**Stated task**
Continue the commit message about calling the cpufreq hook from remote CPUs, picking up after its last sentence.

**Passage provided**
● ● ● ● ● ● ●

[3/5] sched: cpufreq: call cpufreq hook from remote CPUs

Message ID 1462828814-32530-4-git-send-email-smuckle@linaro.org
State New
Headers show

Commit Message

Steve Muckle May 9, 2016, 9:20 p.m.
Without calling the cpufreq hook for a remote wakeup it is possible
for such a wakeup to go unnoticed by cpufreq on the target CPU for up
to a full tick. This can occur if the target CPU is running a
CPU-bound task and preemption does not occur. If preemption does occur
then the scheduler is expected to run soon on the target CPU anyway so
invoking the cpufreq hook on the remote wakeup is not required.

● ● ● ● ● ● ●

(Dataset rows)
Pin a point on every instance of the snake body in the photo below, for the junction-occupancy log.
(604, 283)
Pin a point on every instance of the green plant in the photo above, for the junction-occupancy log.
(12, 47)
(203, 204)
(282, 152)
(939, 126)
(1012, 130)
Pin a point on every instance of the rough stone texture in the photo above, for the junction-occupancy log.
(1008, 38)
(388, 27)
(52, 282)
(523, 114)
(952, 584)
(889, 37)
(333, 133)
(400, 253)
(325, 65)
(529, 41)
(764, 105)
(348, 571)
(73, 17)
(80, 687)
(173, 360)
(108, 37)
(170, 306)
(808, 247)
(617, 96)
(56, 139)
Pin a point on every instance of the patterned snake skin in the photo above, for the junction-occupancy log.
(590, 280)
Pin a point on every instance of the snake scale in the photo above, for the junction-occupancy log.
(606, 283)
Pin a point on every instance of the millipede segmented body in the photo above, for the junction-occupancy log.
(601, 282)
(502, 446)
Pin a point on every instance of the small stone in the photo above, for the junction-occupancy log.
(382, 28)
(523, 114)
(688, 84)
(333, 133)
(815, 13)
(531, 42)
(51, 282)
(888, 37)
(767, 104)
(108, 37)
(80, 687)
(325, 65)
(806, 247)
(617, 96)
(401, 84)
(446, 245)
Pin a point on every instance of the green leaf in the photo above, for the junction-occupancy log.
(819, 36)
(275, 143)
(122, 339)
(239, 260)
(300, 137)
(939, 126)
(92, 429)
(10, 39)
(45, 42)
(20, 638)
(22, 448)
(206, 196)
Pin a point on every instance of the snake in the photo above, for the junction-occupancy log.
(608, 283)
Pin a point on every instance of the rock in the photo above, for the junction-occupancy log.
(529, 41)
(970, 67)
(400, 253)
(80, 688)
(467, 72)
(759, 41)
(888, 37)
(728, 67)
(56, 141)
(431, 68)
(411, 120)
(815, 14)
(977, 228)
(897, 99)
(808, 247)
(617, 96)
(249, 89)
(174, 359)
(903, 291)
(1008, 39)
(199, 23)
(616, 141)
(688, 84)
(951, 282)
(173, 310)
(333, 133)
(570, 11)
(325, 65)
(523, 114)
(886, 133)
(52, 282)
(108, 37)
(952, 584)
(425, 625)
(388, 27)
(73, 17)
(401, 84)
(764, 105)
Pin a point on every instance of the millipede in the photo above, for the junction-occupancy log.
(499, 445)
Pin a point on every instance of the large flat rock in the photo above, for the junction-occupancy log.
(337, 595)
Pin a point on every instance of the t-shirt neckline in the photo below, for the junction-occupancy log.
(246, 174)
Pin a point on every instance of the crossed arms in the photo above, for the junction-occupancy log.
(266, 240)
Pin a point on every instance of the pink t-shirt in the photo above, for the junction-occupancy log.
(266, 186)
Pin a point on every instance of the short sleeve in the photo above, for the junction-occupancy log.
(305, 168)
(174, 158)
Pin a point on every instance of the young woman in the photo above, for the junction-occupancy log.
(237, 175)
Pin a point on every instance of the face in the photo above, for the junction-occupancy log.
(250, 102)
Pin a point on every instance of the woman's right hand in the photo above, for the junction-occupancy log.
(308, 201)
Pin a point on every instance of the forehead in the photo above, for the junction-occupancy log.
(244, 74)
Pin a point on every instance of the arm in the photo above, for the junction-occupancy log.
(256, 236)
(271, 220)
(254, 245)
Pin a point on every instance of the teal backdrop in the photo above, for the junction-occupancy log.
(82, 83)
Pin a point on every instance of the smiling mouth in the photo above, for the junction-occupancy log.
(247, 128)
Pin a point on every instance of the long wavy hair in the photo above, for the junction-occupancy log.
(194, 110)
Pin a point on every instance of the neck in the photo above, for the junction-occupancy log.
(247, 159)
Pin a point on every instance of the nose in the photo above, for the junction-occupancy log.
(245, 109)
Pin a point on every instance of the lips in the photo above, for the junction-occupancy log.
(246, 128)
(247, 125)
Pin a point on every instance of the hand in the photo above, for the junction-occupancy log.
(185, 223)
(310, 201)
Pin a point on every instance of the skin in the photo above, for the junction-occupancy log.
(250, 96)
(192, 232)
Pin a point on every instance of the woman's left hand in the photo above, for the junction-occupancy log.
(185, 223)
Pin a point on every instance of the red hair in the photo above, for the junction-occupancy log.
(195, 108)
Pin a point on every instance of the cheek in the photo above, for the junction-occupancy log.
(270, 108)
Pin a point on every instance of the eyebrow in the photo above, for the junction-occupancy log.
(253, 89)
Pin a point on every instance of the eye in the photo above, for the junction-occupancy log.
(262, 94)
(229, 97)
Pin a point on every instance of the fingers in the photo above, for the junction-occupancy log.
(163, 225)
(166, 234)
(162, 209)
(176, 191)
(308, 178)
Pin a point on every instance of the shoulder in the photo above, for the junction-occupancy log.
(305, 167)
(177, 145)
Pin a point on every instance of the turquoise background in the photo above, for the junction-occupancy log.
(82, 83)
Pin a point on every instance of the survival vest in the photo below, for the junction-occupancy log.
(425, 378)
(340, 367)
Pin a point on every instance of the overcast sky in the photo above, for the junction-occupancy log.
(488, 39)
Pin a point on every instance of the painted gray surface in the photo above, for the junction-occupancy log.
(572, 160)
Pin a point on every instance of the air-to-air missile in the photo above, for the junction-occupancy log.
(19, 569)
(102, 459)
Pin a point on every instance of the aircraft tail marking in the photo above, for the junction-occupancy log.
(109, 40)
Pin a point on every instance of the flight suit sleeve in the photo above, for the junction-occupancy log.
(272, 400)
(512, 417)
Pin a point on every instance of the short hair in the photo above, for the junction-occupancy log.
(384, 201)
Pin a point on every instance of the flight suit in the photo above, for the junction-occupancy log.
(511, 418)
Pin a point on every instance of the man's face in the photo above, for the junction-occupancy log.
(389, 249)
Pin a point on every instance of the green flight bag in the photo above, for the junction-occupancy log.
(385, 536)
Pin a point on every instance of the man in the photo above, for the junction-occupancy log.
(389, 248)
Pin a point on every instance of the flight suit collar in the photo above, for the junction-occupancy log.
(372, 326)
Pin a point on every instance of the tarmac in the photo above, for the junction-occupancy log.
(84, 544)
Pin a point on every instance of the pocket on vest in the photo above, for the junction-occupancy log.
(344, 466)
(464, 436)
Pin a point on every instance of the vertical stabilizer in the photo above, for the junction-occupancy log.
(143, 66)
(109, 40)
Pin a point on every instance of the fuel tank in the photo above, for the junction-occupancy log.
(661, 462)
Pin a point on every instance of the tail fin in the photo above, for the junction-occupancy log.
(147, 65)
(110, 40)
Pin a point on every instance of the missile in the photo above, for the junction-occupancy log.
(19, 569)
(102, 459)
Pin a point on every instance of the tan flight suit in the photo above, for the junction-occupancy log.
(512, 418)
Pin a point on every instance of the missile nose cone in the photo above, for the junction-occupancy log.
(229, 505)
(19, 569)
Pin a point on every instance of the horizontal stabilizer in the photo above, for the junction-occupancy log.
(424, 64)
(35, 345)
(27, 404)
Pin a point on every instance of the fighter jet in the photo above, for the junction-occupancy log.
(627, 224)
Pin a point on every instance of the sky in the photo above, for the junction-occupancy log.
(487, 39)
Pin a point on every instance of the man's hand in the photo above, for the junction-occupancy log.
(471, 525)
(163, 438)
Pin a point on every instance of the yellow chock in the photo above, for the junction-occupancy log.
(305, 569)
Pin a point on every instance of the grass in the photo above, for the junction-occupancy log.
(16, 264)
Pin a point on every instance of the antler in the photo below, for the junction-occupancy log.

● ● ● ● ● ● ●

**Answer to this problem**
In order to avoid unnecessary interprocessor communication in the
governor for the preemption case, the existing hook (which happens
before preemption is decided) is only called when the target CPU
is within the current CPU's cpufreq policy. A new hook is added in
check_preempt_curr() to handle events outside the current CPU's
cpufreq policy where preemption does not happen.

Some governors may opt to not receive remote CPU callbacks. This
behavior is possible by providing NULL as the new policy_cpus
parameter to cpufreq_add_update_util_hook(). Callbacks will only be
issued in this case when the target CPU and the current CPU are the
same. Otherwise policy_cpus is used to determine what is a local
vs. remote callback.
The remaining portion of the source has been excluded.